* **Dataset records**
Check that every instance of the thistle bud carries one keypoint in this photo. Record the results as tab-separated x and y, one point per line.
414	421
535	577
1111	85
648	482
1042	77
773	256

* **Goal of the exercise**
Write every entry out again. Keep each one exact.

* **Response to this exercise**
Check that every instance of the thistle bud carries one keypoint in this photo. Record the results as tab-separated x and y, one point per line.
414	421
535	577
1111	85
648	482
1042	77
773	256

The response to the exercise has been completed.